** start Given records **

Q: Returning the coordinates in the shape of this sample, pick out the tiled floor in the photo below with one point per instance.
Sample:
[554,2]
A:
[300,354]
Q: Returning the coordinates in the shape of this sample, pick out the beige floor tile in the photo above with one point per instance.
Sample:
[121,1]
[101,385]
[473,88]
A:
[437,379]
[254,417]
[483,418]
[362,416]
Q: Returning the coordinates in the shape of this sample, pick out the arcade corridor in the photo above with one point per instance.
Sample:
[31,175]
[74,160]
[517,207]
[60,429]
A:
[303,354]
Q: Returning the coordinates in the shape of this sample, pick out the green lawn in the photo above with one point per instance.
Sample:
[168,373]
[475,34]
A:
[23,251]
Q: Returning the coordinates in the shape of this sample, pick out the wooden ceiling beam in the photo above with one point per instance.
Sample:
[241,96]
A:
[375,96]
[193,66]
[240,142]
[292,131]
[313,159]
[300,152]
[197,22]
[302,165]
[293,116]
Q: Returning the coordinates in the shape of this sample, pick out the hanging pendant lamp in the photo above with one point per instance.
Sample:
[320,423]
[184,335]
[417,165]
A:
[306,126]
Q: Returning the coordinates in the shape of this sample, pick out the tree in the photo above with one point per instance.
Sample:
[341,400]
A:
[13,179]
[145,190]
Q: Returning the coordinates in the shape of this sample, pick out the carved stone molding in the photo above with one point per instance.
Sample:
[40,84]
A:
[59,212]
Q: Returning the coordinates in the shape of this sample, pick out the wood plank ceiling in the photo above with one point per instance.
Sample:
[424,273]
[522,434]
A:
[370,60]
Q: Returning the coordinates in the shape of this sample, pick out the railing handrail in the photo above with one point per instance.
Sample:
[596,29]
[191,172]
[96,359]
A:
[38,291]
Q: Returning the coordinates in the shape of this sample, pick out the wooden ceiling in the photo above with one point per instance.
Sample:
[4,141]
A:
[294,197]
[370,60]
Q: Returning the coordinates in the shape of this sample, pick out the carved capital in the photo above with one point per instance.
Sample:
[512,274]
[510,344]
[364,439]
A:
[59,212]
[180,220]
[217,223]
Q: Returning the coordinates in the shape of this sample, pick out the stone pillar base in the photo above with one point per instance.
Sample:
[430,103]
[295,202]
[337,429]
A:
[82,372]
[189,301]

** end Given records **

Rescale the records from the line containing "out the tree" through the end of the records, inclusive, writing out every line again: multiply each answer coordinate by 0.9 and round to whole numbers, with halves rounding up. Leave the sample coordinates and all other text unchanged.

Q: Returning the coordinates in the shape of this sample, pick out the tree in the photo above with one point per instance.
Sample:
[341,400]
A:
[12,161]
[131,171]
Q: Returning the coordinates in the shape of this sample, pick out the carved stone molding in the photo above with one point per instance.
Sample:
[40,84]
A:
[53,191]
Q: Returning the coordinates in the shape of this sample, pick out the wood plank ceiling in the photo above with one point per instance.
Sample:
[424,273]
[522,434]
A:
[333,54]
Q: Returning the coordinates in the shape of this sample, pick out the railing handrail in the photo above with one point per instance.
Sample:
[596,29]
[191,172]
[96,359]
A:
[34,262]
Q: Returning the coordinates in the shape of this sample, pick out the wooden ceiling in the photo above with one point per instance.
Sample:
[4,141]
A:
[265,177]
[333,54]
Q: Returning the coordinates in the shape of this sample, pick out the carved capital in the photo above with one point per instance.
Sample:
[512,274]
[510,344]
[364,439]
A:
[53,191]
[162,198]
[195,201]
Q: Returning the coordinates in the shape of this sample, pick out the stone pillar base in the photo above with one point per instance.
Sample:
[430,103]
[295,202]
[337,429]
A:
[74,335]
[170,271]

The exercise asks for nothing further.